# WRITTEN REQUEST
Convert the material below into a Markdown table with the columns Row and Text, beginning at the line that contains "TARGET = tree silhouette" and stopping after the line that contains "column 655, row 918". Number each line in Row, leave out blank lines, and include nothing outside that span.

# INPUT ROWS
::::
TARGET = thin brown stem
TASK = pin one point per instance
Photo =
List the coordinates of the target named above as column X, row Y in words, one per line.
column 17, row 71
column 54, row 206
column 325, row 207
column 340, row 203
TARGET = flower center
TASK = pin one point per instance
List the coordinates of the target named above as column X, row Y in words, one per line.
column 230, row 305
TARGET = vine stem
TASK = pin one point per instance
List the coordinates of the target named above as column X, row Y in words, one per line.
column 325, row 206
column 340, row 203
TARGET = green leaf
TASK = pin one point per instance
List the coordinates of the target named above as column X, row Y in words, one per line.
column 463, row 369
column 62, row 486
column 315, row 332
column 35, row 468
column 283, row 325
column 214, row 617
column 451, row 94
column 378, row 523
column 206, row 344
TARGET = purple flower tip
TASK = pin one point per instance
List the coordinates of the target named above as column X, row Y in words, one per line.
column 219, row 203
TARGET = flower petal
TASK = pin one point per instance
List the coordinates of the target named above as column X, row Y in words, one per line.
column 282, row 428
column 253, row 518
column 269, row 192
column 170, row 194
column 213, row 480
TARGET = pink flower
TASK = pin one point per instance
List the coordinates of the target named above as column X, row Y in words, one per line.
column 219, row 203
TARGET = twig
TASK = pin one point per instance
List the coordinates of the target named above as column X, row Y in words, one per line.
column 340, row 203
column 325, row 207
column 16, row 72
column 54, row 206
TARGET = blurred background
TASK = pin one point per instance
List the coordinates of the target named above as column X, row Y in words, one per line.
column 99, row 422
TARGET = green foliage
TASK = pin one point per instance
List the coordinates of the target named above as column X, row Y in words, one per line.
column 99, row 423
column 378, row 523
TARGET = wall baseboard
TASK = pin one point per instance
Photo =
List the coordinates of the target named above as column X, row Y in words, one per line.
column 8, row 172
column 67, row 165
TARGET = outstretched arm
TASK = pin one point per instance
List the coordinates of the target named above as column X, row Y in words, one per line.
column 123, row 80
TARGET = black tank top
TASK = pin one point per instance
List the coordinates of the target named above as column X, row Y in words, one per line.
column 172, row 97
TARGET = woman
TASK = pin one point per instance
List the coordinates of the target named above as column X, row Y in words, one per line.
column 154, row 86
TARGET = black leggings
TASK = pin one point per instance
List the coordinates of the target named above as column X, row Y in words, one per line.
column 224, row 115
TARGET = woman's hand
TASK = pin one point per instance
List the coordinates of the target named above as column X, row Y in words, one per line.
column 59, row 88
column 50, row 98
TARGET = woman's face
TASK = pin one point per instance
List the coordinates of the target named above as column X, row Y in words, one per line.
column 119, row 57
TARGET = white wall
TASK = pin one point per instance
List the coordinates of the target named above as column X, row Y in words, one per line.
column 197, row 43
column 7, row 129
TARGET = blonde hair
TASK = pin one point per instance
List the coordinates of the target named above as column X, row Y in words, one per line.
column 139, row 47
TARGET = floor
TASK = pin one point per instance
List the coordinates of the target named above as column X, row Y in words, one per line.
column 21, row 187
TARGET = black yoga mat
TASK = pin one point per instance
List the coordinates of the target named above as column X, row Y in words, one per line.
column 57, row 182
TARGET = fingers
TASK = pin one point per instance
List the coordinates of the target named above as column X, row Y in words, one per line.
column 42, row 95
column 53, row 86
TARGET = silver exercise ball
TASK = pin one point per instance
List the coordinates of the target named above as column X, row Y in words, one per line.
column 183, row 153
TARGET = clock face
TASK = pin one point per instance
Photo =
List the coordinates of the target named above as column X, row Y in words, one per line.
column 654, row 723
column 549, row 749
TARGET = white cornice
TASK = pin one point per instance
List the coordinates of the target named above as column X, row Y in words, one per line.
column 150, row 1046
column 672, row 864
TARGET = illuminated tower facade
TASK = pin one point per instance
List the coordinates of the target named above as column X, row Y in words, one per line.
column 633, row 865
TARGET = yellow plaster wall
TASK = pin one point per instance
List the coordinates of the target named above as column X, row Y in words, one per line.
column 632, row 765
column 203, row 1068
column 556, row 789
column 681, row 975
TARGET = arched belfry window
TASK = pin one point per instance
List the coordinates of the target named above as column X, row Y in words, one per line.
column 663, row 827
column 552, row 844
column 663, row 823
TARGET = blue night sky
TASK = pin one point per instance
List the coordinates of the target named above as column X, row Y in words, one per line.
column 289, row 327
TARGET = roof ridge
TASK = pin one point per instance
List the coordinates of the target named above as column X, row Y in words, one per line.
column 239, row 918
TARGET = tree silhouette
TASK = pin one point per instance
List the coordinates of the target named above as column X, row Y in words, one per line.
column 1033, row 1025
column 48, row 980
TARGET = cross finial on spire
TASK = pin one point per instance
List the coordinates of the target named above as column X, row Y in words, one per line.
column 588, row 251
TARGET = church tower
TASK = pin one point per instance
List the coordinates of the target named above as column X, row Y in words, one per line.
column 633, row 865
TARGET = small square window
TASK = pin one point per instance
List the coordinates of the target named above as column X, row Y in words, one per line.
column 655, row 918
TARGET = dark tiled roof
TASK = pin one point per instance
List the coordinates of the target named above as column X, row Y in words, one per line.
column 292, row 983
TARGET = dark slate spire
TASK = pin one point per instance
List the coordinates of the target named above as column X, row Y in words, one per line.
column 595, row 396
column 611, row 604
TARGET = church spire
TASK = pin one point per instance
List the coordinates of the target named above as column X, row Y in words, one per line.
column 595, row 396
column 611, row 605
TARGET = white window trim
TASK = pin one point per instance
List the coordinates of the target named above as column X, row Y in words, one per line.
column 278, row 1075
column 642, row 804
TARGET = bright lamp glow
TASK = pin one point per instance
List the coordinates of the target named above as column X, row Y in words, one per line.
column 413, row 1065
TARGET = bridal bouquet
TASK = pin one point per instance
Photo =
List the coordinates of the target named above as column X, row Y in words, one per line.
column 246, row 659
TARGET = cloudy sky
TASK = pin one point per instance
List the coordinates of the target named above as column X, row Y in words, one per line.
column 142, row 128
::::
# PROBLEM SOLUTION
| Row | Text |
|---|---|
| 1 | TARGET = tree silhouette |
| 2 | TASK = pin one point per instance |
| 3 | List the coordinates of the target named above as column X, row Y in words, one per line. |
| 4 | column 1033, row 1025 |
| 5 | column 48, row 980 |
| 6 | TARGET = cross finial on spire |
| 7 | TASK = pin one point per instance |
| 8 | List the coordinates of the target named above as column X, row Y in words, one per line. |
| 9 | column 588, row 251 |
| 10 | TARGET = church tower |
| 11 | TASK = pin one point per instance |
| 12 | List the coordinates of the target named above as column X, row Y in words, one per line. |
| 13 | column 633, row 865 |
| 14 | TARGET = small square window |
| 15 | TASK = pin one point per instance |
| 16 | List the coordinates of the target named above as column X, row Y in words, one per line. |
| 17 | column 655, row 918 |